[Task goal] Find every line in the records below that contains the word "positive", and copy each of those lines.

· · ·

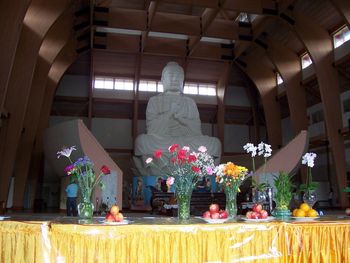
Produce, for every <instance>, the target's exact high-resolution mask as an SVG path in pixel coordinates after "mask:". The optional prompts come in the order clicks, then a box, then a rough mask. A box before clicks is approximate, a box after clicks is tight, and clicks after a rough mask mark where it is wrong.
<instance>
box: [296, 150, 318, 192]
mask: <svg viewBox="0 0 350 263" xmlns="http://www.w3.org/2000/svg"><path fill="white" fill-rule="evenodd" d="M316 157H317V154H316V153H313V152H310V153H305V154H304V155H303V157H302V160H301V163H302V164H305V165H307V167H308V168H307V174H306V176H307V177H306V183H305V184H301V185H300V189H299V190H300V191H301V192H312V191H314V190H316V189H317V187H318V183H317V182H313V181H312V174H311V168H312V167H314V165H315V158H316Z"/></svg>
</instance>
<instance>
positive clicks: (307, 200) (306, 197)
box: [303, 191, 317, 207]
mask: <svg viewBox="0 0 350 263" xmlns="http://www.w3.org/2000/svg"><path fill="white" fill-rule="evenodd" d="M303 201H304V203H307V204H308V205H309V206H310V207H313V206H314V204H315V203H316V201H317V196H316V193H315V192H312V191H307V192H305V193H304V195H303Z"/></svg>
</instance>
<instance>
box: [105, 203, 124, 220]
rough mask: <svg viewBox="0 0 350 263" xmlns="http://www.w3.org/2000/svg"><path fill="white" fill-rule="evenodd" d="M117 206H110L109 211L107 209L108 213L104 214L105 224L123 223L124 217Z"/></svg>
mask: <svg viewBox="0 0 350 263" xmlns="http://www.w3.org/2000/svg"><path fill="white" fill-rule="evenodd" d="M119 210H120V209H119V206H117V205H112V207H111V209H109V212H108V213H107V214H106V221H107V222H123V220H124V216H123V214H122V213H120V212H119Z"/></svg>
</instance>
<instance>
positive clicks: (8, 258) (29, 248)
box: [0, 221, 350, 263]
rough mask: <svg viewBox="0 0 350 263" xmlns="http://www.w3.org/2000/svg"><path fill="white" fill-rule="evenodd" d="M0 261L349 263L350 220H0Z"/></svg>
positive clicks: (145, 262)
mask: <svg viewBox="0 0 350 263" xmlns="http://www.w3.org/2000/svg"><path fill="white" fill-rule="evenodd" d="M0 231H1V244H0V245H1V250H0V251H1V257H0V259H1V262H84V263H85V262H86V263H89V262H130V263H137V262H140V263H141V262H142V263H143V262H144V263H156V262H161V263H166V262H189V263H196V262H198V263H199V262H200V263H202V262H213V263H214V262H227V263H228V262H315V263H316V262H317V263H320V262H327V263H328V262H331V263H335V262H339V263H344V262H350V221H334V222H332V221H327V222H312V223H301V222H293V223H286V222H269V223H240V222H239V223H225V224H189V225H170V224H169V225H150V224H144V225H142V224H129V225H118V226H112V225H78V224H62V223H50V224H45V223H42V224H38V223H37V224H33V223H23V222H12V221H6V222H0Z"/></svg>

· · ·

[Response for this exercise]
positive clicks: (307, 200) (306, 197)
positive clicks: (8, 258) (29, 248)
positive clicks: (145, 262)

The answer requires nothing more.